#### Records for the exercise

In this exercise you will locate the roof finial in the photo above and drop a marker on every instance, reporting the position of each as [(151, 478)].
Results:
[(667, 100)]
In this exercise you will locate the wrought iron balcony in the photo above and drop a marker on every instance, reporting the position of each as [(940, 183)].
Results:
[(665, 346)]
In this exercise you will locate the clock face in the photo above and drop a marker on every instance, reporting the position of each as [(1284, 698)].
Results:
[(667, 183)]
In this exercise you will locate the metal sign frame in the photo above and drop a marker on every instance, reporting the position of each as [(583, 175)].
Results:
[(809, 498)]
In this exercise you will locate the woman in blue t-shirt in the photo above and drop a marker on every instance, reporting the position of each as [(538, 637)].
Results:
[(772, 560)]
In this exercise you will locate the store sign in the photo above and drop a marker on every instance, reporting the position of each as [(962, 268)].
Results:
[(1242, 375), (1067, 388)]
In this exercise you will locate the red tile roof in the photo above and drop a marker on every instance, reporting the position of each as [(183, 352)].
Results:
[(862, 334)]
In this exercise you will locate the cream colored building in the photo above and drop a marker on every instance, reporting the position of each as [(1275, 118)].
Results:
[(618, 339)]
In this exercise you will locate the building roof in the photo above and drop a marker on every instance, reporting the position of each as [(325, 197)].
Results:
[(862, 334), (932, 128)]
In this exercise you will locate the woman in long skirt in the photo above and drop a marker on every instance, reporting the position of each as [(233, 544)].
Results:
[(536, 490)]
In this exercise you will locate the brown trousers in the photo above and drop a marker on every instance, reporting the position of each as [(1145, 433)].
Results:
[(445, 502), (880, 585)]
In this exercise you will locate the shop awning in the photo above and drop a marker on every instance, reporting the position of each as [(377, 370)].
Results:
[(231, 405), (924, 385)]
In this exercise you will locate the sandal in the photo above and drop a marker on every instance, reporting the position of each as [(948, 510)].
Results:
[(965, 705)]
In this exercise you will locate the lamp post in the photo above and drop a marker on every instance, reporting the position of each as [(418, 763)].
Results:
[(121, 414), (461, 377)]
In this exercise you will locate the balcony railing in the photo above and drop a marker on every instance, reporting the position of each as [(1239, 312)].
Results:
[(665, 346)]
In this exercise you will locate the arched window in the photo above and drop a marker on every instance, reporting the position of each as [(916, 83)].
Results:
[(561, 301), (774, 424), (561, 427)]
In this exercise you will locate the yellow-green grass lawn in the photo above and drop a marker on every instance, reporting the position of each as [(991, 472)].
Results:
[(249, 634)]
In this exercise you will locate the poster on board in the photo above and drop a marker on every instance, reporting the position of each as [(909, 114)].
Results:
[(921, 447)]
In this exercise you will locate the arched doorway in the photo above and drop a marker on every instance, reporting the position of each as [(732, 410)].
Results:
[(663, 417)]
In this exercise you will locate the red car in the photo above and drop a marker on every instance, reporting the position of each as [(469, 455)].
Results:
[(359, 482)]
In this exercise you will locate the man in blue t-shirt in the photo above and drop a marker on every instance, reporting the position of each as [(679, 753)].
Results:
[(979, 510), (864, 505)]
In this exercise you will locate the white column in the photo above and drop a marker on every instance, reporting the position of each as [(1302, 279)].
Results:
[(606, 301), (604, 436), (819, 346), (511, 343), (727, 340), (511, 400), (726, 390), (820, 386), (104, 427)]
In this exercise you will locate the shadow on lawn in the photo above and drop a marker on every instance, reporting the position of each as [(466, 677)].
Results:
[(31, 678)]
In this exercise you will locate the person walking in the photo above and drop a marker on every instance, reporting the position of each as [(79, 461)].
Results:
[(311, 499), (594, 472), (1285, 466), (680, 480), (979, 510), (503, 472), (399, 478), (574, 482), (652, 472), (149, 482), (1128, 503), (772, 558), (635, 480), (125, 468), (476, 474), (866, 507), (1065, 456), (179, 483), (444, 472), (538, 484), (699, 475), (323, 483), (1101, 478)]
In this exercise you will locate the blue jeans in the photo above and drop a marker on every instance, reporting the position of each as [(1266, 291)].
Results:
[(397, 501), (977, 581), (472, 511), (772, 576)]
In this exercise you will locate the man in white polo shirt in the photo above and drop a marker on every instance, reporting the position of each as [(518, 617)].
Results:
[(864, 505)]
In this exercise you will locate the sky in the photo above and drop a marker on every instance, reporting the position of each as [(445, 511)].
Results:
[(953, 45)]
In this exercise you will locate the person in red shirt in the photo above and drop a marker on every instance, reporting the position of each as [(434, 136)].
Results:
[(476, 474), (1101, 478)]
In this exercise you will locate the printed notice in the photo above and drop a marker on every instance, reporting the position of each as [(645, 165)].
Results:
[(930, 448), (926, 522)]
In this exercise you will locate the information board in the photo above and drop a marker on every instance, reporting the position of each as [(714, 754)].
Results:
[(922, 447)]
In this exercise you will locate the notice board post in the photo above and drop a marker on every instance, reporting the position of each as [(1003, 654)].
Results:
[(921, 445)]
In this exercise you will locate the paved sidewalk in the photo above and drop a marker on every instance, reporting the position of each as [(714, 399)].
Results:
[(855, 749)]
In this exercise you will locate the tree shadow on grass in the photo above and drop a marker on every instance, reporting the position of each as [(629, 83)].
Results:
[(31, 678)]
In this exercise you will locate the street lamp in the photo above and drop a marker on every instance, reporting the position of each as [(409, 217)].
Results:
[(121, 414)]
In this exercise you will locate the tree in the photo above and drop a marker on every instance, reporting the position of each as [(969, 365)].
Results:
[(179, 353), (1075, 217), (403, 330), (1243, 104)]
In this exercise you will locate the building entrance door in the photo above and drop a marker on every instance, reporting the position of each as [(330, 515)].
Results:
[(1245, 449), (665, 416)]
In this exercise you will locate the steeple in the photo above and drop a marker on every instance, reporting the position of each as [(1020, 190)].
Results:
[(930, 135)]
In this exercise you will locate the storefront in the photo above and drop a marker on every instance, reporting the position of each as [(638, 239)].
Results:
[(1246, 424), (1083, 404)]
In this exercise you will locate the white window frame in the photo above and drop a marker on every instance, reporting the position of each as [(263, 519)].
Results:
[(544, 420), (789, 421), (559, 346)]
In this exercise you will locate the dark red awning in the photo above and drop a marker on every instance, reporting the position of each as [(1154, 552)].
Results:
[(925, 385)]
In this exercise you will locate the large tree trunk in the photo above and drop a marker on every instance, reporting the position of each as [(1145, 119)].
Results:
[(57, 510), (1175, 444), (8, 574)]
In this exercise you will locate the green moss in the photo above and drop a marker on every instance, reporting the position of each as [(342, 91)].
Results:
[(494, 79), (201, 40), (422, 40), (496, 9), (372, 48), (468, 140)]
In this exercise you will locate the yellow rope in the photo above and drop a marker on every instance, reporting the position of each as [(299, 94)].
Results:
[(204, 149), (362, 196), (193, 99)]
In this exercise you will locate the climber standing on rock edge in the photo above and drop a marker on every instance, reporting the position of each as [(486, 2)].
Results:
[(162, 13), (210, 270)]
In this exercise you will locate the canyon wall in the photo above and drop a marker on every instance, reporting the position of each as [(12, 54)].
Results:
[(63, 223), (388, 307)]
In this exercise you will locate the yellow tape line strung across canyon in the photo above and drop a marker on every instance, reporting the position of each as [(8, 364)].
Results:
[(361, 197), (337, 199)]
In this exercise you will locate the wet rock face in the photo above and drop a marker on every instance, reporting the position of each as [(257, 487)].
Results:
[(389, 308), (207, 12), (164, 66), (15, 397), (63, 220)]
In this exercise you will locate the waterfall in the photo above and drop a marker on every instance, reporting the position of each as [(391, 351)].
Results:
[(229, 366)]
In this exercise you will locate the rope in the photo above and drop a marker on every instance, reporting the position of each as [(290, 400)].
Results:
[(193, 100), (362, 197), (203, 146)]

########

Report, from the entries above, each line where "arched" is found.

Expected output
In this exercise you will locate the arched window in the photo above and drop a marker on every instance, reporting the position of each as [(916, 83)].
In this exercise you will locate the arched doorway in the photo above and drop a marker on every instance, reporting the position of each as [(732, 410)].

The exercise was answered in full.